# WHAT YOU HAVE TO DO
Copy the entries word for word, starting at the beginning of the entries and ending with the line that contains "<point>944,373</point>". Leave the pictures out of your copy.

#### DATA FOR THIS EXERCISE ####

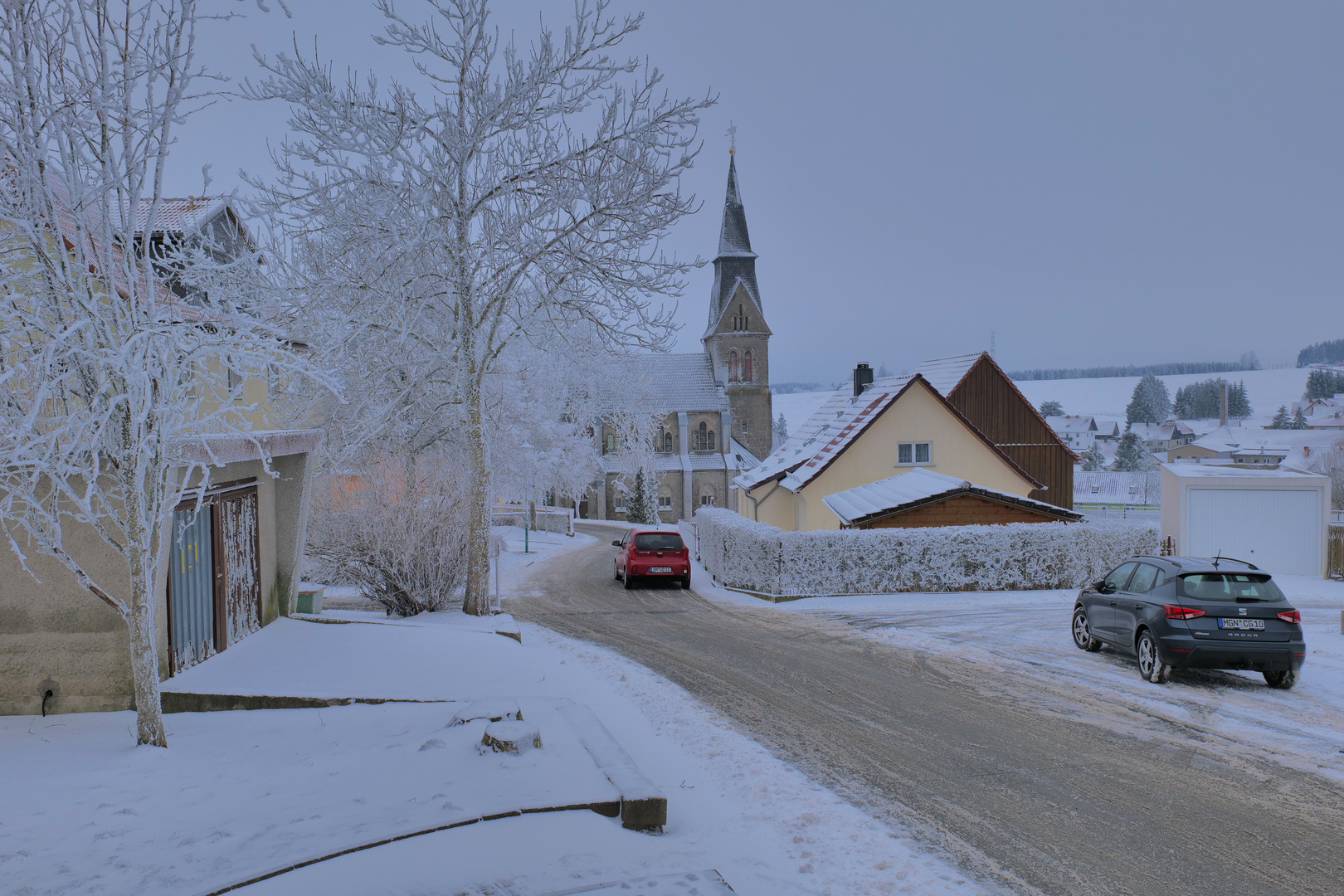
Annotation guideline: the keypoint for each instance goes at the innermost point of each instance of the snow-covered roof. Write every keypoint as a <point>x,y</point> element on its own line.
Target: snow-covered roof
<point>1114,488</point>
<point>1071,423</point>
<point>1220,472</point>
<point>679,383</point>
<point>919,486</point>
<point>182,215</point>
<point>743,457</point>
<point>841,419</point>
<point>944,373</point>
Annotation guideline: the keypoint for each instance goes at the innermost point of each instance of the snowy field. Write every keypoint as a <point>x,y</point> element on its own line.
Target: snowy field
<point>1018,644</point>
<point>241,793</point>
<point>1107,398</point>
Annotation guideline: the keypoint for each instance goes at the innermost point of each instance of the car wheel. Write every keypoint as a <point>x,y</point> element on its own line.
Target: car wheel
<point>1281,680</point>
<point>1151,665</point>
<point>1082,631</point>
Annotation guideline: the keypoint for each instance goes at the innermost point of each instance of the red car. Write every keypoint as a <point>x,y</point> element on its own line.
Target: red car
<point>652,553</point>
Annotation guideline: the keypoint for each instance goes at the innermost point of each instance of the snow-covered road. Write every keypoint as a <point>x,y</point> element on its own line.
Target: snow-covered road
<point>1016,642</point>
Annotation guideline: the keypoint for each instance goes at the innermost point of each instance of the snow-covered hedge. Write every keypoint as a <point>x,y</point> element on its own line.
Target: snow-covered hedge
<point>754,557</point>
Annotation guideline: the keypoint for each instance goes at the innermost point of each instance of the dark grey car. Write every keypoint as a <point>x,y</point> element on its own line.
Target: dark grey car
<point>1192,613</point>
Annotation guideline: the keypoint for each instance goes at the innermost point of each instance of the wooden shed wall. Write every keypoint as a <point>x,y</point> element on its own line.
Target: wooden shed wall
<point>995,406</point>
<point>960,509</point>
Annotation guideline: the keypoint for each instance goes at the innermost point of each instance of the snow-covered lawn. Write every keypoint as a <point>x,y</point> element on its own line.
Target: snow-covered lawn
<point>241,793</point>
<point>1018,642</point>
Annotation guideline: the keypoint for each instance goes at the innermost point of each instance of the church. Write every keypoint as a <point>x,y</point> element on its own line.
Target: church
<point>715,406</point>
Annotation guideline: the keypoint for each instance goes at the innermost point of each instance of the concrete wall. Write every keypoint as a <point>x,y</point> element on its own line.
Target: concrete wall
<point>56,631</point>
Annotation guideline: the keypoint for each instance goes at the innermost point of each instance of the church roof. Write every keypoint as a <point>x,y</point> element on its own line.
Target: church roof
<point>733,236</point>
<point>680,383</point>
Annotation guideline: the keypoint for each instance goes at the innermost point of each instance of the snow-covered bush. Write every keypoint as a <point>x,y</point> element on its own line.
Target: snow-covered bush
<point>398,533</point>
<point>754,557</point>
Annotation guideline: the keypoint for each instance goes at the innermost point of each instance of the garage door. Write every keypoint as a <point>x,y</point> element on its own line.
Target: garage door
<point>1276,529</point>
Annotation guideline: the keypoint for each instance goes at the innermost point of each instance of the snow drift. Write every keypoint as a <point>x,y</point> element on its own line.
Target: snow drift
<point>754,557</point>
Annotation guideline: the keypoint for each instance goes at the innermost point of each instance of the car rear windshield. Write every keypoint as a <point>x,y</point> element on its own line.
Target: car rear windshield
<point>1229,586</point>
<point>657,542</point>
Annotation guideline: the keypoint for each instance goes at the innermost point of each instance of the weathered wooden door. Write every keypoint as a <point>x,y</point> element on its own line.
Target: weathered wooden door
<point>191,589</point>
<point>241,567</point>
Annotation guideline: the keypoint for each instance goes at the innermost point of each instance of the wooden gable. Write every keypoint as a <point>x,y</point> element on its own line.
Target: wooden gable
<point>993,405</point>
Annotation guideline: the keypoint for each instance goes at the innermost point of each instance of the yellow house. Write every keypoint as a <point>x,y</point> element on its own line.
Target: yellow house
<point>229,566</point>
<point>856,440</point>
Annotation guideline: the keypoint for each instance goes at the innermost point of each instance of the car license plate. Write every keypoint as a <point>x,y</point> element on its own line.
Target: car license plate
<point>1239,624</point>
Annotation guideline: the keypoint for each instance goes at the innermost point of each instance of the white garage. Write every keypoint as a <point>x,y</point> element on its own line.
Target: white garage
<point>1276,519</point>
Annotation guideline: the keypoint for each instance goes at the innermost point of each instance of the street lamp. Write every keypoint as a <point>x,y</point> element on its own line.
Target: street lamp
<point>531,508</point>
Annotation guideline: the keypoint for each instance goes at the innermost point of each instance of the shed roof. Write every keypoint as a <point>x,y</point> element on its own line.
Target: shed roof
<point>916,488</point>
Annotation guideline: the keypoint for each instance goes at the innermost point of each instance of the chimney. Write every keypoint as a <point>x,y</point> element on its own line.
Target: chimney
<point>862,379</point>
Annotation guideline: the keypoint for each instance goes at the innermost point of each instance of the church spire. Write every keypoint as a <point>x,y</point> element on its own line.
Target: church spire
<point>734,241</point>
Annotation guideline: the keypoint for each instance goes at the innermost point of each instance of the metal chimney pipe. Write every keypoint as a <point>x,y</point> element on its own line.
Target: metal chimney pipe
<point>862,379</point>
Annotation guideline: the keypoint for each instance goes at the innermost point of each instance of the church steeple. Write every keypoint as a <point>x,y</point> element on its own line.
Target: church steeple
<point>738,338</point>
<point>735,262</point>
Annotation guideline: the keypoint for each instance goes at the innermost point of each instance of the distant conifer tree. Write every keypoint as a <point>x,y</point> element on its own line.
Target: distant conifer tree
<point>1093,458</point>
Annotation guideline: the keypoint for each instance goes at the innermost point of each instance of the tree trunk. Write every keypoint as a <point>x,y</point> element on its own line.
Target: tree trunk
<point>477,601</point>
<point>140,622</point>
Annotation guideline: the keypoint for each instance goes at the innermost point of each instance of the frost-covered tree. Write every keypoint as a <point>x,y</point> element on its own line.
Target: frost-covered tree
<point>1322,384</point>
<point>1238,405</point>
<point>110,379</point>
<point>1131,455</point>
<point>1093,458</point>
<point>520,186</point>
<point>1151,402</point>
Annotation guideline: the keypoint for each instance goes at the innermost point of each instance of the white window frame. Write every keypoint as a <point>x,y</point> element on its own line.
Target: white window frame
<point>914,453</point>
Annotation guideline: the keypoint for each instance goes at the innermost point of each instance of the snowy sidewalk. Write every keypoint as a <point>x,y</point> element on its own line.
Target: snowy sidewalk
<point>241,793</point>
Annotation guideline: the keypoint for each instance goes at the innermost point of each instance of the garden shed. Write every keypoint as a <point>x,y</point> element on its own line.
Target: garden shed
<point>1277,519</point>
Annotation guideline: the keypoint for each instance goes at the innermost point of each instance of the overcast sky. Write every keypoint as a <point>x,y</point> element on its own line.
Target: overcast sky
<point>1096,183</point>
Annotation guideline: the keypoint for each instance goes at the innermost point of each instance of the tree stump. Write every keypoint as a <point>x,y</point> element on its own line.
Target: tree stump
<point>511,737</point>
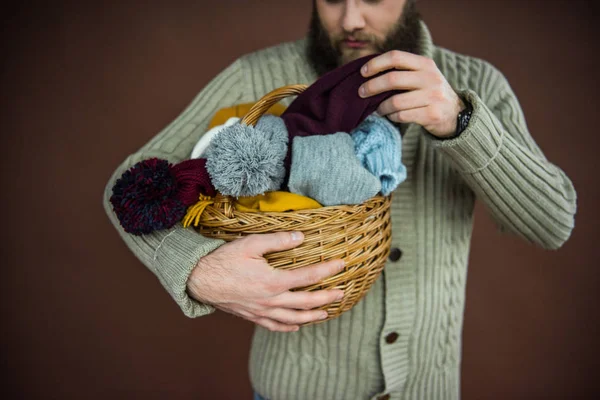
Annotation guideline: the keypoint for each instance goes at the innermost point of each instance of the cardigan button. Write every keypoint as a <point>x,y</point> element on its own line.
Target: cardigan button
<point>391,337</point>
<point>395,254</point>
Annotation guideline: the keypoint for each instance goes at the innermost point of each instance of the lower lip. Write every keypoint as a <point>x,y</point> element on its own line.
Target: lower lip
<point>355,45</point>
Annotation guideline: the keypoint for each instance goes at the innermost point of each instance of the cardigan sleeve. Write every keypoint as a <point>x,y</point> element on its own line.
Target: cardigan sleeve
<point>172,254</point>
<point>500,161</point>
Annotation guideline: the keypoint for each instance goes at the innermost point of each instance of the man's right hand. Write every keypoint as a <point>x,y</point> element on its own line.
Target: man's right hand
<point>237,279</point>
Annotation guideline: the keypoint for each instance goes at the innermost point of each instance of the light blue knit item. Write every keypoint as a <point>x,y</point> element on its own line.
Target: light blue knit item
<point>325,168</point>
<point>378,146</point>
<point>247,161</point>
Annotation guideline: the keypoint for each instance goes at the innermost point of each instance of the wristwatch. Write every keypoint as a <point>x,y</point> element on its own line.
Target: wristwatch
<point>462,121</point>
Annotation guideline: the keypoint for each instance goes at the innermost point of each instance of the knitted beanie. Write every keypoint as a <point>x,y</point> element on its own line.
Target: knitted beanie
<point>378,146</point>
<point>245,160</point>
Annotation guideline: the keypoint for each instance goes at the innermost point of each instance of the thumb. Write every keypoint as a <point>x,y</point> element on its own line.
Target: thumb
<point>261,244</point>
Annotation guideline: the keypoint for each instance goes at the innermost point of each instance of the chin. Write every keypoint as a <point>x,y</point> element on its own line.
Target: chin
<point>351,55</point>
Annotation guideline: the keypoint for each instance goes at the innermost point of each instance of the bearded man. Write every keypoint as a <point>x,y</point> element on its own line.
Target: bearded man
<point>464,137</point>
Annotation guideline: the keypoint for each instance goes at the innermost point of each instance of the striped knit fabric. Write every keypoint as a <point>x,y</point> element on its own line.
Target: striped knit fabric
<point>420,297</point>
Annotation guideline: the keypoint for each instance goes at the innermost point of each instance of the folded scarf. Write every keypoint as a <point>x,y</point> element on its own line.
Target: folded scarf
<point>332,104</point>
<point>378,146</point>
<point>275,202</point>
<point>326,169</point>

####

# EXERCISE ANSWER
Annotation guideline: the keypoint for each instance goes at the innermost point of each instance of the snow-covered roof. Write every keypoint as a <point>x,y</point> element on its own line.
Target: snow-covered roof
<point>1114,488</point>
<point>1071,423</point>
<point>1220,472</point>
<point>679,383</point>
<point>919,486</point>
<point>182,215</point>
<point>743,457</point>
<point>841,419</point>
<point>944,373</point>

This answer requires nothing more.